# [Short problem 1]
Please repeat part of the post about the real events behind the books word for word, beginning at the words "Since I have" and stopping after "the book. :)".
# [Short problem 2]
In the post about the real events behind the books, which chess variant does the writer say they were much better at?
# [Short problem 3]
Carry on the post about the real events behind the books from the point where it stops.

# [Source passage]
· · · ·
Since I have quite the backlist now, I thought it would be fun to discuss five topics in my books and the real life events that inspired them. :)
1. Chess in the Horrorscape series. I actually play chess. I used to be fairly good at it-- and have played against national masters-- but I was way better at the antichess variant, in which the goal is to lose all of your pieces first in a series of forced captures. (In fact, I once beat one of said NMs at antichess!) I thought it would be creepy if someone took that one level further and built a series of killings around an imaginary game of chess! And boom-- that inspired the serial killer in the book. :)
2. Pulp horror in Little Deaths. To research for the book, I read a lot of books about trash cinema and Roger Corman (seriously, his movies are pretty wild!). I wanted to write about an actress who was in movies that people loved but didn't take seriously as "real" art. There's a mini documentary on Vox about The Room where the host talks about "Z-films," which become cult classics but don't necessarily do well commercially. People who appreciate Z-films and trash cinema are often correlated with having higher intelligence because, as with the appeal of foreign or art house films, these are movies that are often avant-garde and challenge the status quo. The direct-to-VHS boom was so freeing when it came to output and creativity, but for someone like Donni, I felt like it could lead to type-casting and an inability to see her beyond "just another scream queen."
· · · ·
# [Dataset]
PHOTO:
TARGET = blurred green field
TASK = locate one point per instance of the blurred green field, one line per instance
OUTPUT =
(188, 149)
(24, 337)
· · · ·
# [Task response 1]
Since I have quite the backlist now, I thought it would be fun to discuss five topics in my books and the real life events that inspired them. :)
1. Chess in the Horrorscape series. I actually play chess. I used to be fairly good at it-- and have played against national masters-- but I was way better at the antichess variant, in which the goal is to lose all of your pieces first in a series of forced captures. (In fact, I once beat one of said NMs at antichess!) I thought it would be creepy if someone took that one level further and built a series of killings around an imaginary game of chess! And boom-- that inspired the serial killer in the book. :)

# [Task response 2]
Antichess, where the goal is to lose all of your pieces first through a series of forced captures.

# [Task response 3]
3. Medieval literature/history in Batter My Heart. For reasons I won't be getting into, I ended up taking a medieval lit class during my first year of college. It wasn't relevant to my studies-- I just needed the credits-- and I used to joke at how useless it was, and how I'd never use that knowledge for anything. Then over a decade later, I crammed all of that knowledge into BMH by making the hero a medieval lit scholar who is also working on a dense and literary romance novel as his thesis. Before the heroine convinces him to give it a happy ending, the story he writes is loosely based on the story of Pedro and Ines of Portugal. Look it up. It's Game of Thrones dark and does NOT have an HEA.
4. Food allergies in Raise the Blood. I haven't seen a lot of books that have characters with food sensitivities/allergies, outside of mystery novels. I gave the heroine mine because I am an advocate for food allergy/sensitivity awareness. Food is a central and unavoidable part of our lives and if you have dietary restrictions that you need to follow for the sake of your health, it can be very invasive and stressful to deal with. I can't dine out spontaneously, and I have to read the ingredients labels of everything I consume that isn't a single ingredient (like an apple). Characters with food allergies often get killed off in mysteries, so I thought it would be fun to write one where the poor allergy/sensitivity-laden person doesn't die; they just get put out of commission for a while.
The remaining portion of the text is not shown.